Exercise aim
When a line of the entries contains "white", please list that line.

Information provided
....................

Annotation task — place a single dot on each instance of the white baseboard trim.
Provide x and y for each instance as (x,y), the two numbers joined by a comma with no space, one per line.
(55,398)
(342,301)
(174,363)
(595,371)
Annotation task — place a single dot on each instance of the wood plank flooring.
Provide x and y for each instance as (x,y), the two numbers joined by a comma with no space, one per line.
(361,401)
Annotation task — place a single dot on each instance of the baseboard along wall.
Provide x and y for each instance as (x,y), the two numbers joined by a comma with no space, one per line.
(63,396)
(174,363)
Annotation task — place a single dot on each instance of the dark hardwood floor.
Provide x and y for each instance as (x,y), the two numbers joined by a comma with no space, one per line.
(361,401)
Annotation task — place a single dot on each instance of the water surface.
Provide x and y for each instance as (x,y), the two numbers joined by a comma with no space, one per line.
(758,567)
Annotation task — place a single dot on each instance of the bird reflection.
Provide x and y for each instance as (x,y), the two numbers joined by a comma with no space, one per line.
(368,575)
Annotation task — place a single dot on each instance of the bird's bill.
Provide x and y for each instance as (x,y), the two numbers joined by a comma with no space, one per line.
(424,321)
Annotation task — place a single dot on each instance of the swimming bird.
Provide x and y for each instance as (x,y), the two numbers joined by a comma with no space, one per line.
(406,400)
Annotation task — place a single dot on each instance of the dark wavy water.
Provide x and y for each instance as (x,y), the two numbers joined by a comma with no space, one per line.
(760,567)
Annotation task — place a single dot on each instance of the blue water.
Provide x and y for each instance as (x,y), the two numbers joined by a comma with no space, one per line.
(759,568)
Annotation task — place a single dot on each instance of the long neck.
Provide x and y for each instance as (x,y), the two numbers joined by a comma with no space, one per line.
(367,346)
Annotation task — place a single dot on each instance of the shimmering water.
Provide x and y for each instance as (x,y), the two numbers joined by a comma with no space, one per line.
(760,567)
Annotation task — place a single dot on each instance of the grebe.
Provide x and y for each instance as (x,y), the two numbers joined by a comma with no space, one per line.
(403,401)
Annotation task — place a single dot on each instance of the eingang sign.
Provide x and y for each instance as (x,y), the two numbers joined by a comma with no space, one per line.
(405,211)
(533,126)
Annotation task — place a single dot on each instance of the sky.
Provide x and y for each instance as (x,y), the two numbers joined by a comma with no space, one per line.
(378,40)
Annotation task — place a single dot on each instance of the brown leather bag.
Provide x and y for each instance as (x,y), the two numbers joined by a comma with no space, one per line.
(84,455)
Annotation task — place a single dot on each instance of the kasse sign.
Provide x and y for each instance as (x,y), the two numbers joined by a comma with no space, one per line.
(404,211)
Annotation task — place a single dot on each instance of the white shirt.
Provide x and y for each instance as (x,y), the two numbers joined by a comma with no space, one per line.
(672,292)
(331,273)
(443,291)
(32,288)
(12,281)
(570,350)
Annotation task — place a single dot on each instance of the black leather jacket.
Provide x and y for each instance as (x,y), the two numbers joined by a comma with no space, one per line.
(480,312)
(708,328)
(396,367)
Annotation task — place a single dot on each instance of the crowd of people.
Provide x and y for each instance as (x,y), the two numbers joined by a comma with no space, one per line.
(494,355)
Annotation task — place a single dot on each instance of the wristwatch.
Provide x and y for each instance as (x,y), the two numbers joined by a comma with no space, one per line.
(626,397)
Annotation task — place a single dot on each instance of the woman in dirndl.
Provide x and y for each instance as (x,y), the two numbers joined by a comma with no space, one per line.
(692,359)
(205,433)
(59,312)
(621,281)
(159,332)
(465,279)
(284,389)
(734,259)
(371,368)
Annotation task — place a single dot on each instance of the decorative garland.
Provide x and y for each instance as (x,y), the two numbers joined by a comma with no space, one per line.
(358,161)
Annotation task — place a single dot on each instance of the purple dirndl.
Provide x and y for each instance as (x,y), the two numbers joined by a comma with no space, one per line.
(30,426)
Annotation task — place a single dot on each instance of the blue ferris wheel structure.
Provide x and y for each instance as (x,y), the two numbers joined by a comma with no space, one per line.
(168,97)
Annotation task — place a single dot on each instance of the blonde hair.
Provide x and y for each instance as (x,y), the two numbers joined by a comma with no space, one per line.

....................

Your response
Annotation task — place a single dot on each instance of the white baseboard trim.
Annotation task — place a single dot on each instance of the white shirt.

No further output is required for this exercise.